> Task objective:
Rewrite the rows below, changing each "rough mask" to "coarse mask" and leaving everything else unchanged.

Available data Start Marker

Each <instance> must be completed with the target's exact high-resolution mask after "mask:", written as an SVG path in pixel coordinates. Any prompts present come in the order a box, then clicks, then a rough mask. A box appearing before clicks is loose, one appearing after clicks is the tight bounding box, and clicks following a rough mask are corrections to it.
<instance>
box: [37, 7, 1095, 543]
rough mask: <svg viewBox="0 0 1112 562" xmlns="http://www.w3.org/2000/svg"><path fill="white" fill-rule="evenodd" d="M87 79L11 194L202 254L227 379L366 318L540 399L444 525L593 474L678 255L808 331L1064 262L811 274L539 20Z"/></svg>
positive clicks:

Available data End Marker

> Response to this exercise:
Each <instance> must be completed with the target's exact high-resolution mask after "mask:", written as an SVG path in pixel coordinates. Any prompts present come in the order a box, then clicks, then a coarse mask. A box appearing before clicks is loose, one appearing after clicks is the tight bounding box, and clicks following a coarse mask are corrections to it.
<instance>
box: [37, 7, 1095, 543]
coarse mask: <svg viewBox="0 0 1112 562" xmlns="http://www.w3.org/2000/svg"><path fill="white" fill-rule="evenodd" d="M87 79L11 194L202 254L227 379L366 318L540 399L444 525L593 474L678 255L808 331L1064 262L811 274L539 20Z"/></svg>
positive clicks:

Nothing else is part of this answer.